# [WHAT YOU ARE ASKED TO DO]
Wherever "cream" appears in a line of the listing, report that line.

# [TASK MATERIAL]
================

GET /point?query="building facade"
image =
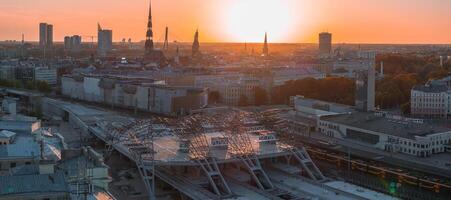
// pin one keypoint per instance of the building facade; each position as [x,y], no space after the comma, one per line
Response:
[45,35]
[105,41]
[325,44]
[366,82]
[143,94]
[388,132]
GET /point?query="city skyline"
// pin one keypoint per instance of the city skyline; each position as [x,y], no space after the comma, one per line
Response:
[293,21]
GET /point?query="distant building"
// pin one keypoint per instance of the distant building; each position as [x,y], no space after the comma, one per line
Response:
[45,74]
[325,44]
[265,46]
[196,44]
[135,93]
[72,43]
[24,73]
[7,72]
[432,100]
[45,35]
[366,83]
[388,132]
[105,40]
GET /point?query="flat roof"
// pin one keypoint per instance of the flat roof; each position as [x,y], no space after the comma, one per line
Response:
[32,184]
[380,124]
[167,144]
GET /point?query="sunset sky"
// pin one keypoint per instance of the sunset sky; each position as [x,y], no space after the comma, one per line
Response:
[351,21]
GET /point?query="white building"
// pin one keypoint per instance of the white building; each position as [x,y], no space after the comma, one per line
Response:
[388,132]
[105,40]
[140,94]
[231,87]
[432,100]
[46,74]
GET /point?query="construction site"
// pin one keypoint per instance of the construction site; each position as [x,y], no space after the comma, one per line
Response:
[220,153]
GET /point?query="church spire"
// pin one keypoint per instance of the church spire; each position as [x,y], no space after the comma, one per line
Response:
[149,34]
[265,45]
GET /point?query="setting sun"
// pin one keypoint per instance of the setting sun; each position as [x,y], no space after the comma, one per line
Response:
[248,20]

================

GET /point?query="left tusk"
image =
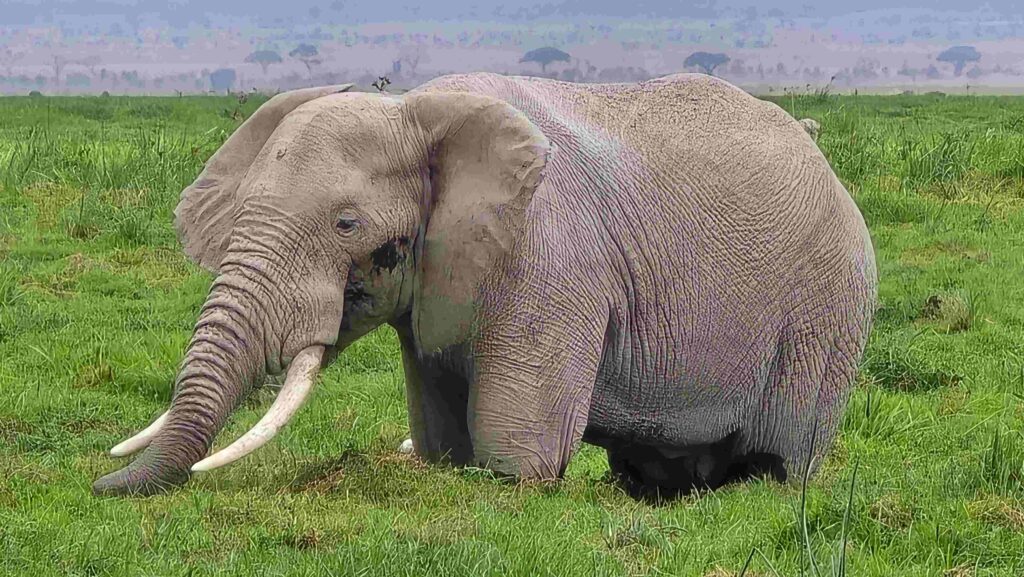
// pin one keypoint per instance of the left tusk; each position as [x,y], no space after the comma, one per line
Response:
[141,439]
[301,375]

================

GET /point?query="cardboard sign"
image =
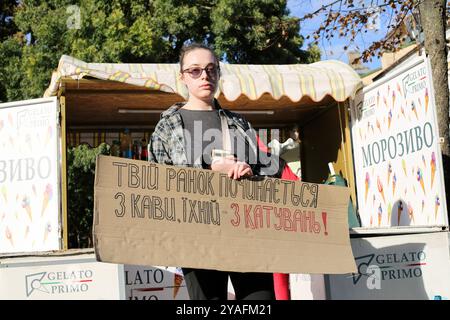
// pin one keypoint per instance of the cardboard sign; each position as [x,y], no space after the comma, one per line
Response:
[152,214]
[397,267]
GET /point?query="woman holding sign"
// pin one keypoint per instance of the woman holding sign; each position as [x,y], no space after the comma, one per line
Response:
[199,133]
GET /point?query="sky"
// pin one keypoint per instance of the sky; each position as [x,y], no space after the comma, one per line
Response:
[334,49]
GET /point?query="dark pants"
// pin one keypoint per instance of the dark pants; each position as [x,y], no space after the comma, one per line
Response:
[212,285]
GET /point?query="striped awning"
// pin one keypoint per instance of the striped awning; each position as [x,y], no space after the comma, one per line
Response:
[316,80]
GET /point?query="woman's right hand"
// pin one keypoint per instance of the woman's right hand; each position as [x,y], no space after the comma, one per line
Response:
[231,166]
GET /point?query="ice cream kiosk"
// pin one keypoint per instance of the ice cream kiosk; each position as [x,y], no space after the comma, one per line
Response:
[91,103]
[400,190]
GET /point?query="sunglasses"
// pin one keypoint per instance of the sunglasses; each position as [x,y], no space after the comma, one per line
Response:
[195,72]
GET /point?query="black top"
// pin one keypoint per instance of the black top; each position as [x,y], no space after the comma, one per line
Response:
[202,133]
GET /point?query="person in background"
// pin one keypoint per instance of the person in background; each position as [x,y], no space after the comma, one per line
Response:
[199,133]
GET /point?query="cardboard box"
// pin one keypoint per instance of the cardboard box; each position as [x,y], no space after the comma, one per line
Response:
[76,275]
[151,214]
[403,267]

================

# [TASK OUTPUT]
GET /point?query="ice cream kiosk"
// pin one keypoint per instance of the ice cream kiosk; each position as [x,y], no space after the comma, one per line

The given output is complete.